:: Page

# Setting up Wake on Lan



## Pinchy (Aug 28, 2008)

On my server (in sig), I want to set it up so it is in standby all the time until something wants to access it over the network (eg, someone chooses remote desktop to connect to it, someone goes to access a file on it over the network, someone goes to print (printer hooked up to server), someone connects to vent server on it (got a full time ventrilo server running on it) ....etc.)

Currently it is on full time. Its not a problem as it doesnt use much power...but for the little use the server gets (ie, gets sent back up once a day), its not worth staying on all day and all night.


Is this in any way possible? 

The computer has a WOL jumper for a cable, but I dont know how that works. Also as shown I have a PCI gigabit card attached, to which I am not sure if there is a WOL jumper on it (and I dont use onboard LAN, only the gbit lan card).


Thx


----------



## Deleted member 3 (Aug 28, 2008)

WOL is a specific signal you send to the computer. Of course you could build something in between that sends the signal upon a certain event, though I wouldn't know of an easy solution for that. 
Besides, upon receiving the signal your server has to start up, so the first few connection attempts will probably timeout. Not really handy. 
Perhaps stuff like the killer NIC could due this, as they have their own OS on them. 
I'd say either run it 24/7 and have it run passive/low power or have some remote option to turn the machine on. This could be another machine (ie small Linux device, NAS, router whatever) sending that WOL signal or some way to hit the on button remotely. For instance, connect your power button to the speaker wires of a cellular phone. Call the phone>computer goes on.


----------

::::
:: Extracted information

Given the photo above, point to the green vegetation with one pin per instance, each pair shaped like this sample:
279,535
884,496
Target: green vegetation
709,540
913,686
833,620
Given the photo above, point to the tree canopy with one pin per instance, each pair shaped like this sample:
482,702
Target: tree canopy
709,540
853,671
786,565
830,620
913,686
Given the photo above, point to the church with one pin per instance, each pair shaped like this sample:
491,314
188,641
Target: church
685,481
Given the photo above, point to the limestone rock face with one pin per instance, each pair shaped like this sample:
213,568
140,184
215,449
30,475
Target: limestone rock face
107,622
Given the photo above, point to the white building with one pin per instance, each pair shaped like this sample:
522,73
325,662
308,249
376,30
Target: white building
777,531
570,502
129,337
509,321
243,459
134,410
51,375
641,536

::::

The problem – How would you sum up the Wake on LAN thread in two sentences?

The reply – Pinchy asks whether a server that is currently on full time can stay in standby until something tries to access it over the network, and is unsure how the WOL jumper works or whether the PCI gigabit card has one. The reply explains that WOL is a specific signal sent to the computer and that the first connection attempts would probably time out, so it suggests either running the server 24/7 at low power or turning it on remotely, for example with another device sending the WOL signal or a cell phone wired to the power button.